Text:
=-=-=

Bernardos Childhood Poll 2007
Wednesday, 14 November 2007
Yesterday, Barnardos, Ireland's leading children's charity, revealed the results of its national Childhood 2007 Poll. Today we are going to look at the five main findings of the poll and discuss how childhood has changed over the last number of years.
Norah Gibbons - Barnardos Director of Advocacy.
The five issues
. Stress and Anxiety
. Parent / Child Relationships
. Childrens Safety
. Behaviors That Worry Parents
Bullying is the top concern for both parents and children in Ireland with 82% of parents being concerned about bullying in general. 23% of these then made bullying their top concern when relating to their own children and 39% of children said that bullying was the main thing that impacted on their friends in their day to day lives.
STRESS AND ANXIETY
Stress and anxiety was the next top concern to parents about their own children with 12% saying that it was a major concern in their lives. Parents are a little more likely to be concerned about how their daughters are faring psychologically with the exception of bullying which is the top parental worry for both sons and daughters. 16% of teenagers said that stress, anxiety and depression was something that impacted on their friends. Three out of ten teenagers say that their close friends have experienced none of the above; the implication is that seven out of ten have.

=-=-=

Information given:
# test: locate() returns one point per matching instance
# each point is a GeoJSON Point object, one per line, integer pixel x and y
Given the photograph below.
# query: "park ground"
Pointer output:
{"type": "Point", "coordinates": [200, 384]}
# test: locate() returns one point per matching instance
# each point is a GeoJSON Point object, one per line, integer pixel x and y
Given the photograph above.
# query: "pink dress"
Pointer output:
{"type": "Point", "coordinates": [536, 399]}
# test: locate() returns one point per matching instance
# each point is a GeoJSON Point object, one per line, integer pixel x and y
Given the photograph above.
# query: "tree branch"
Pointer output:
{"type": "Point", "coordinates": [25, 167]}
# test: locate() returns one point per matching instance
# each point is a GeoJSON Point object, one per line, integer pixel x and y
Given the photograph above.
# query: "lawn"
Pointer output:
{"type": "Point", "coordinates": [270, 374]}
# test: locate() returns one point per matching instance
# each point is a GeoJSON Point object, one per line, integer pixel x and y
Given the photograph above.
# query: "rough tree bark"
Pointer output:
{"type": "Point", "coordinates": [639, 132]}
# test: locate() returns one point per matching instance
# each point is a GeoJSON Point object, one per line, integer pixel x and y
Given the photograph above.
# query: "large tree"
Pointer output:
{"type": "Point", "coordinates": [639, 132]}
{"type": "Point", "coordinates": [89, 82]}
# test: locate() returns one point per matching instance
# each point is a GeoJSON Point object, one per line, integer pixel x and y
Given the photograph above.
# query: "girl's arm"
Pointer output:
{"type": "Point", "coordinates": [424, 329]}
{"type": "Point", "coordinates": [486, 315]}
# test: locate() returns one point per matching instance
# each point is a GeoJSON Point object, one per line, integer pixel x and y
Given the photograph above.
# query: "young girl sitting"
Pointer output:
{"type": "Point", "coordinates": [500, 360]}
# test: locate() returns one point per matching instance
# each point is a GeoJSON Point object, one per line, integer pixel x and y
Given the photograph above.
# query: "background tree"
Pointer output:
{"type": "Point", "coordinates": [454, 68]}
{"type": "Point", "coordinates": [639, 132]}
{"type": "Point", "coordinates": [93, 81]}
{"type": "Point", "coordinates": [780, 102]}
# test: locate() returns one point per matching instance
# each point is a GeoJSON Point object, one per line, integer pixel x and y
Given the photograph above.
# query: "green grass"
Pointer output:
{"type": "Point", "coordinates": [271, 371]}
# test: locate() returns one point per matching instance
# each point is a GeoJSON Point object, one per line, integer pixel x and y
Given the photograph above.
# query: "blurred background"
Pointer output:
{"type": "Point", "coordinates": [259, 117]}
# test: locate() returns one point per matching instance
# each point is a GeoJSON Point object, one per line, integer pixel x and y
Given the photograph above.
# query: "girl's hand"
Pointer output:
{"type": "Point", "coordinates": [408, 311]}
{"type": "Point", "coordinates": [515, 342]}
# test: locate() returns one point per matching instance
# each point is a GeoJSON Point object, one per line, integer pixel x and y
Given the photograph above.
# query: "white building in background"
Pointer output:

=-=-=

Work to complete:
(a) Transcribe the childhood poll text starting at "Bernardos Childhood Poll" and ending at "number of years.".
(b) Answer these questions from the childhood poll text:
(i) What percentage of parents are concerned about bullying in general?
(ii) What percentage of teenagers said that stress, anxiety and depression impacted on their friends?
(iii) Who is named as Barnardos Director of Advocacy?
The data above isn't needed.

Answers for the tasks:
(a)
Bernardos Childhood Poll 2007
Wednesday, 14 November 2007
Yesterday, Barnardos, Ireland's leading children's charity, revealed the results of its national Childhood 2007 Poll. Today we are going to look at the five main findings of the poll and discuss how childhood has changed over the last number of years.

(b)
(i) 82%
(ii) 16%
(iii) Norah Gibbons